#### Stated goal
Set down the material once more, exactly as it appears.

#### Dataset
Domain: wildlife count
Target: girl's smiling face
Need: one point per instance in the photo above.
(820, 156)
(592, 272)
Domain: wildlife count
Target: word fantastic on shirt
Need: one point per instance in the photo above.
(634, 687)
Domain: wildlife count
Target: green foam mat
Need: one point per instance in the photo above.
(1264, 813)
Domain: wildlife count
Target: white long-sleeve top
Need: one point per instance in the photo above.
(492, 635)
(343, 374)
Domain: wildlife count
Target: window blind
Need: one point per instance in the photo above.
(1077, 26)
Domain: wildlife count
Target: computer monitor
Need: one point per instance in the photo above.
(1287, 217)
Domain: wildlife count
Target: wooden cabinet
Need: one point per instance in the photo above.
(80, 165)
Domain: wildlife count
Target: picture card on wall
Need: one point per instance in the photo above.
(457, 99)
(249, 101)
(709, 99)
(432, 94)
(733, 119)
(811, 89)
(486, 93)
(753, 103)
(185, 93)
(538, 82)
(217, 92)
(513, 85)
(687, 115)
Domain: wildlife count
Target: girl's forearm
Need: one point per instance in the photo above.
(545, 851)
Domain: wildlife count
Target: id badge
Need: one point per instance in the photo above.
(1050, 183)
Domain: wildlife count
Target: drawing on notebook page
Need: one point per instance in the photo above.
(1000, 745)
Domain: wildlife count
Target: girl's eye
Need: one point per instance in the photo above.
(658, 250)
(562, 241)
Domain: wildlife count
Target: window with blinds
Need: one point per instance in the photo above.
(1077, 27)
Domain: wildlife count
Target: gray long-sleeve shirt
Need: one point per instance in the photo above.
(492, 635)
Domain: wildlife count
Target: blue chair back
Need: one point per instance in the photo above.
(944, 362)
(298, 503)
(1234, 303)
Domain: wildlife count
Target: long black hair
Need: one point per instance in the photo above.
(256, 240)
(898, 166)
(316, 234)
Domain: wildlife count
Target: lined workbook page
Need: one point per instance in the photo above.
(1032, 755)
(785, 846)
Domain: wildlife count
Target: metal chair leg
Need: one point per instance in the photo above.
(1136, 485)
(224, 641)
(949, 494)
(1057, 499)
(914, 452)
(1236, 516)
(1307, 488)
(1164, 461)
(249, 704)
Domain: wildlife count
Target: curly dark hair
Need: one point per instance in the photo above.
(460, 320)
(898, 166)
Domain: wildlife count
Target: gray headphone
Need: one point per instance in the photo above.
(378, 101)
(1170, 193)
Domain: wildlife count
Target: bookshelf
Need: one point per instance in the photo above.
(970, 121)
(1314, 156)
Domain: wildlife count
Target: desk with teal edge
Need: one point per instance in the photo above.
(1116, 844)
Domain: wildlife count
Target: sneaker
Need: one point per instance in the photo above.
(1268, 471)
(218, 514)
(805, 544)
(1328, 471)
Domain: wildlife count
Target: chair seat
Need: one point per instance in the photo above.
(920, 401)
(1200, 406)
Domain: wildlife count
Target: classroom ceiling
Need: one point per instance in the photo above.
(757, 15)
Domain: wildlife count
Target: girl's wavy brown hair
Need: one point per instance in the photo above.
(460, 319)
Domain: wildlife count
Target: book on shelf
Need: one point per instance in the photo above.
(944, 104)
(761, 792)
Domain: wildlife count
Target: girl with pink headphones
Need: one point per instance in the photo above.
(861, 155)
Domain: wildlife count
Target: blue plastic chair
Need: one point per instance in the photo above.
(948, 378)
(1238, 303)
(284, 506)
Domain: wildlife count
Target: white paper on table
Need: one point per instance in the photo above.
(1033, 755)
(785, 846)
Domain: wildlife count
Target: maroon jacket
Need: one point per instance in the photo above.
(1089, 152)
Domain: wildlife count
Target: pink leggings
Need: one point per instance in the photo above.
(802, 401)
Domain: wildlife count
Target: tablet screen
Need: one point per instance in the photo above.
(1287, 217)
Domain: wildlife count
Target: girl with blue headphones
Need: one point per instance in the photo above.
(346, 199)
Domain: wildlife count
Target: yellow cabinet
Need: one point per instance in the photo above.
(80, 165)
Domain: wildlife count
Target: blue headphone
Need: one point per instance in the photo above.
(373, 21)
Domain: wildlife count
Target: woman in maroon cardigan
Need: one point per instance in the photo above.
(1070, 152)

#### Solved problem
Domain: wildlife count
Target: girl's smiling face
Need: one point per instance in the photo above.
(820, 156)
(592, 272)
Domain: wildlife count
Target: word fantastic on shirt
Need: one point per instance in the photo above.
(634, 687)
Domain: wildlife count
Target: green foam mat
Need: one point per instance in the photo above.
(1264, 813)
Domain: wildlife count
Target: white long-sleeve top
Need: one point per instance in the photo above.
(492, 635)
(343, 374)
Domain: wildlife count
Target: window blind
Need: one point per instance in the photo above.
(1077, 26)
Domain: wildlife count
Target: computer monitor
Need: one point per instance in the photo above.
(1287, 217)
Domain: wildlife count
Target: wooden cabinet
Need: one point per instance in the photo above.
(80, 165)
Domain: wildlife count
Target: picture card on wall
Need: one point per instance in the photo above.
(457, 99)
(249, 101)
(709, 99)
(432, 94)
(733, 119)
(811, 89)
(486, 93)
(753, 103)
(185, 93)
(538, 82)
(217, 92)
(513, 85)
(687, 115)
Domain: wildlife count
Target: girl's forearm
Need: one point per instance in the photo above.
(545, 851)
Domain: wildlife count
Target: id badge
Need: one point per instance in the photo above.
(1050, 183)
Domain: wildlife count
Target: drawing on notebook page
Need: one point per instance in the photo above.
(1000, 745)
Domain: wildlife count
Target: girl's eye
Need: one point per instance in the photo above.
(658, 250)
(562, 241)
Domain: wildlife count
Target: window with blinds
Need: one point per instance in the photo above.
(1077, 27)
Domain: wildlife count
Target: gray long-sleeve shirt
Need: one point per instance in the photo above.
(492, 635)
Domain: wildlife count
Target: blue chair back
Need: one point per instance in the photo above.
(944, 362)
(298, 503)
(1234, 303)
Domain: wildlife count
Target: long black hair
Need: one point per instance in the photo above.
(256, 240)
(898, 166)
(316, 234)
Domain: wildlife count
Target: lined workbook page
Need: one point per instance in the photo above.
(1032, 755)
(785, 846)
Domain: wildlife count
Target: metal chair leg
Need: one point per instance in the photo above.
(1136, 485)
(224, 641)
(949, 494)
(1057, 499)
(914, 452)
(1236, 516)
(1307, 488)
(1164, 461)
(249, 704)
Domain: wildlife count
Target: curly dark hair
Need: one point per instance in the photo above.
(460, 320)
(898, 166)
Domain: wildlife count
Target: gray headphone
Need: one point per instance in the photo above.
(378, 101)
(1170, 193)
Domain: wildlife count
Target: bookshelf
Need: one point per instance in the photo above.
(970, 121)
(1314, 156)
Domain: wildlife count
Target: desk with teal edge
Need: one point per instance in the photo above.
(1116, 844)
Domain: wildlife count
Target: sneaker
Need: one point per instance in the photo above.
(1268, 471)
(218, 514)
(805, 544)
(1328, 471)
Domain: wildlife count
Target: chair seat
Need: one point per instance in the photo above.
(920, 401)
(1200, 406)
Domain: wildlife count
Target: classroom ceiling
Need: one point per instance in the photo above.
(757, 15)
Domain: wildlife count
Target: girl's wavy brown hair
Need: one point per instance in the photo above.
(460, 319)
Domain: wildlife count
Target: book on shelf
Need: one point per instance in the photo above.
(944, 104)
(761, 792)
Domain: wildlife count
Target: girl with pink headphones
Need: one point per instance in the photo above.
(861, 155)
Domain: wildlife count
Target: blue plastic chair
Need: one point per instance in the photo above.
(948, 378)
(1238, 303)
(284, 506)
Domain: wildlife count
Target: white paper on table
Need: one point per instance in the photo above.
(1033, 755)
(785, 846)
Domain: wildlife count
Target: maroon jacket
Need: one point per instance in the photo above.
(1089, 152)
Domain: wildlife count
Target: pink leggings
Need: one point per instance in the photo above.
(802, 401)
Domain: wildlife count
Target: tablet screen
Need: one point per instance in the photo above.
(1287, 217)
Domain: wildlife count
Target: girl with blue headphones
Need: one point per instance in the photo above.
(346, 199)
Domain: wildlife count
Target: yellow cabinet
Need: one point per instance in the photo above.
(80, 165)
Domain: wildlife count
Target: blue headphone
Need: one point per instance in the photo above.
(373, 21)
Domain: wildlife count
Target: woman in maroon cardigan
Need: one point per instance in the photo above.
(1070, 152)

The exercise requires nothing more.